__Extract__

The substrate base plate 10 includes a substrate and a thin film transistor array layer disposed on the substrate. The substrate can be a glass substrate or a polyimide substrate, a plurality of thin film transistors, capacitors and a plurality of signal wires are arranged in the thin film transistor array layer, and the thin film transistors, the capacitors and the signal wires form a pixel driving circuit for driving the display device to emit light.

The display function layer 20 includes a plurality of light emitting devices, which may be organic light emitting diodes. Specifically, the display function layer includes a flat layer 21 provided on the substrate 10, a light emitting layer 22, and a cathode layer 23 covering the flat layer 21 and the light emitting layer 22.

In the embodiment of the present application, the protection layer 30 is encapsulation glass. In practical applications, the protective layer 30 may also be made of other transparent hard materials.

The display panel 100 further includes an encapsulation layer 40, and the encapsulation layer 40 covers the display function layer 20 and the substrate. The encapsulation layer 40 is disposed in the display area AA and the non-display area NA located at the outer periphery of the display area AA to prevent external moisture and oxygen from invading the display function layer 20 to damage the light emitting device.

In the embodiment of the present application, the display panel 100 is a top-emission rigid OLED display panel, and the encapsulation layer 40 may be an inorganic encapsulation layer formed by an inorganic material through a Plasma Enhanced Chemical Vapor Deposition (PECVD) process. The inorganic material may be any one of silicon nitride, silicon oxide, or silicon oxynitride.

In practical applications, the structure of the encapsulation layer is not limited to one inorganic encapsulation layer in the above embodiments, but may be a stacked structure formed by multiple inorganic encapsulation layers or a stacked structure formed by stacking an inorganic encapsulation layer and an organic encapsulation layer.

The display panel 100 further includes a filling layer 50, wherein the filling layer 50 is disposed between the encapsulation layer 40 and the protection layer 30, and covers the encapsulation layer 40 to fill a gap between the protection layer 30 and the encapsulation layer 40 and support the protection layer 30. The filling layer 50 may be a transparent resin adhesive.

__Data block__
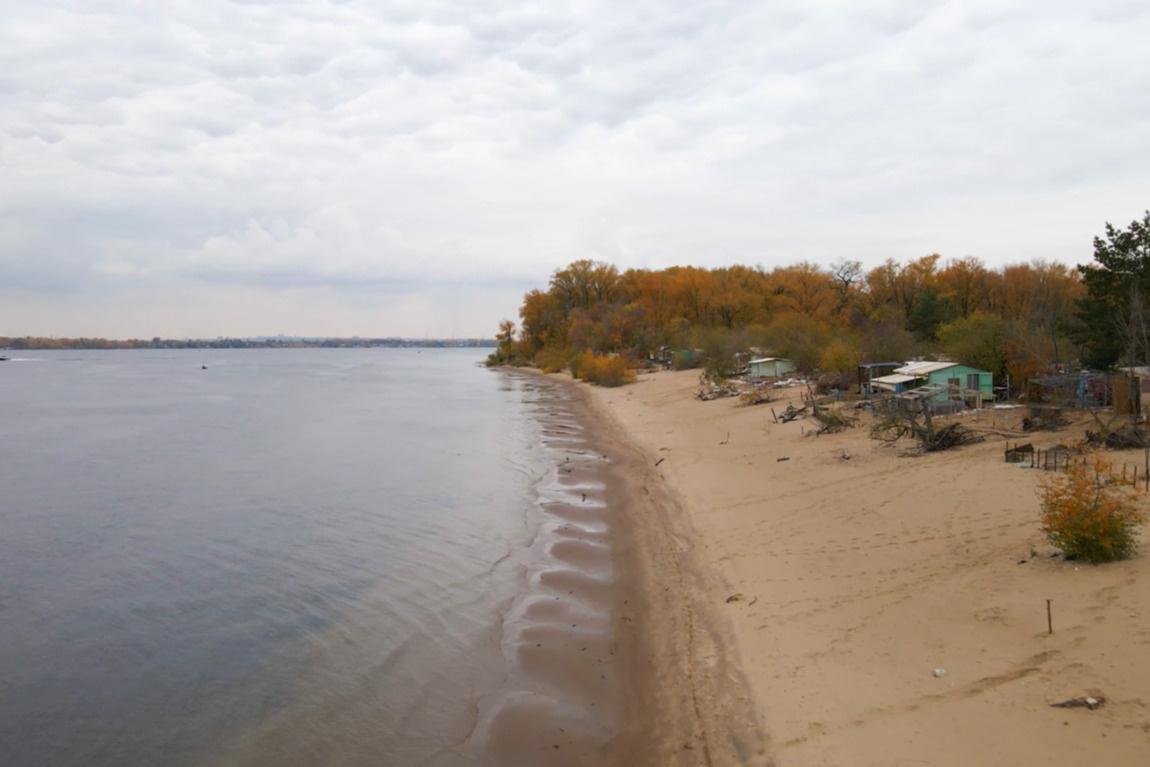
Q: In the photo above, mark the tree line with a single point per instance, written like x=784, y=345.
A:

__Problems to solve__
1. Summarize the display panel extract in two sentences.
2. Reproduce word for word the part of the display panel extract between "In the embodiment of the present application, the display" and "or silicon oxynitride.", inclusive.
The listing comes from a separate source.

__Response list__
1. The display panel includes a substrate base plate with a thin film transistor array layer, a display function layer of light emitting devices, an encapsulation layer, a filling layer, and a protection layer of encapsulation glass. The encapsulation layer, which may be an inorganic layer formed by PECVD, keeps external moisture and oxygen from damaging the light emitting devices, and the transparent resin filling layer fills the gap between it and the protection layer while supporting the protection layer.

2.
In the embodiment of the present application, the display panel 100 is a top-emission rigid OLED display panel, and the encapsulation layer 40 may be an inorganic encapsulation layer formed by an inorganic material through a Plasma Enhanced Chemical Vapor Deposition (PECVD) process. The inorganic material may be any one of silicon nitride, silicon oxide, or silicon oxynitride.